Task directions =>
Produce a verbatim transcription of all records.
---
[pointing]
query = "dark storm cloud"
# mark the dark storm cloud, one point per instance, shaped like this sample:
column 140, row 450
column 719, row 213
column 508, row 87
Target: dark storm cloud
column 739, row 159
---
Answer space =>
[pointing]
query = "dark storm cloud"
# mark the dark storm cloud, one point per instance, shaped like this sample:
column 140, row 450
column 719, row 213
column 508, row 87
Target: dark storm cloud
column 739, row 159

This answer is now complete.